→ Passage to read:
GCTA-GREML accounts for linkage disequilibrium when estimating genetic variance from genome-wide SNPs

In a recent publication in PNAS, Krishna Kumar et al. (1) claim that “GCTA applied to current SNP data cannot produce reliable or stable estimates of heritability.” We show below that those claims are false due to their misunderstanding of the theory and practice of random-effect models underlying genome-wide complex trait analysis (GCTA) (2).

GCTA, more precisely, the genomic-relatedness-based restricted maximum-likelihood (GREML) approach (3) implemented in GCTA (4), is a method to estimate the proportion of phenotypic variation that can be explained by all genome-wide SNPs ($h_g^2$) using an SNP-derived genetic relationship matrix. Krishna Kumar et al. (1) claim that the estimate of $h_g^2$ from GCTA-GREML is unreliable based on the observations that the observed variance explained per SNP (${\sigma }^2=h_g^2/m$, where m is the number of SNPs) from simulations is inconsistent with their expectation. This is because they misunderstand that “GCTA assumes that the SNPs used are in linkage equilibrium” (ref. 1, p. 2), and mistakenly believe that ${\sigma }^2$ should be the same regardless of the number of SNPs fitted in the model in either their original paper (1) or subsequent response (5) to our commentary (2). In fact, GREML fits all of the SNPs jointly in a random-effect model so that each SNP effect is fitted conditioning on the joint effects of all of the other SNPs [i.e., it accounts for linkage disequilibrium (LD) between the SNPs] (3). The estimate of ${\sigma }^2$ in a random effect is interpreted as the variance of an SNP effect when it is fitted jointly with all of the other SNPs. Therefore, ${\sigma }^2$ for a random subset of SNPs (${\sigma }_{subset}^2$) is larger than that for the entire set (${\sigma }_{entire}^2$) if SNPs are in LD.

→ Work instruction: From the GCTA-GREML commentary, return the stretch that opens with the words containing "In a recent" and closes with "analysis (GCTA) (2).", copied word for word.

(Dataset records)
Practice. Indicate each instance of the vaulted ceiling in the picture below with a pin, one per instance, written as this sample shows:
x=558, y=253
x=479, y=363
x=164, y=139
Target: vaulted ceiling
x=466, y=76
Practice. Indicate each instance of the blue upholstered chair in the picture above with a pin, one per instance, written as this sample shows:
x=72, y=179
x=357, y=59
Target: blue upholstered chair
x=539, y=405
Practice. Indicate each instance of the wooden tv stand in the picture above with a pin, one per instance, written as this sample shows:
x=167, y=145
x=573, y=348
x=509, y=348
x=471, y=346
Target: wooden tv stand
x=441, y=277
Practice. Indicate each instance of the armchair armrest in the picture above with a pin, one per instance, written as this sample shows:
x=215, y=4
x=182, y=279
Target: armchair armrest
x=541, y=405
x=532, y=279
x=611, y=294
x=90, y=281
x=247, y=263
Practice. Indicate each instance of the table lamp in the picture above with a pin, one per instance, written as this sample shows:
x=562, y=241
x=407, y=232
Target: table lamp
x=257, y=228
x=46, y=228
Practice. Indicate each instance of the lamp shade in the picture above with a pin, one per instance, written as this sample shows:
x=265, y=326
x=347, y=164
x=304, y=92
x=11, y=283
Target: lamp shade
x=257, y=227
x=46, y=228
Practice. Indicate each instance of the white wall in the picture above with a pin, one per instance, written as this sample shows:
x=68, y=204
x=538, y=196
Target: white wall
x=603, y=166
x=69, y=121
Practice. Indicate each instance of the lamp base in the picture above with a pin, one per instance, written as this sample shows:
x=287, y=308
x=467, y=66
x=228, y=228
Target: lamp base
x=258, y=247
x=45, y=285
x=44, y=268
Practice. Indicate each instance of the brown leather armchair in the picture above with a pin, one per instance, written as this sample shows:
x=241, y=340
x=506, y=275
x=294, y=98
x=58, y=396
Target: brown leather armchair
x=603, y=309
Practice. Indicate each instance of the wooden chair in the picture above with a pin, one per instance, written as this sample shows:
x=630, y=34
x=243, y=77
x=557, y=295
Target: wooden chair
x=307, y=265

→ Response to this task:
In a recent publication in PNAS, Krishna Kumar et al. (1) claim that “GCTA applied to current SNP data cannot produce reliable or stable estimates of heritability.” We show below that those claims are false due to their misunderstanding of the theory and practice of random-effect models underlying genome-wide complex trait analysis (GCTA) (2).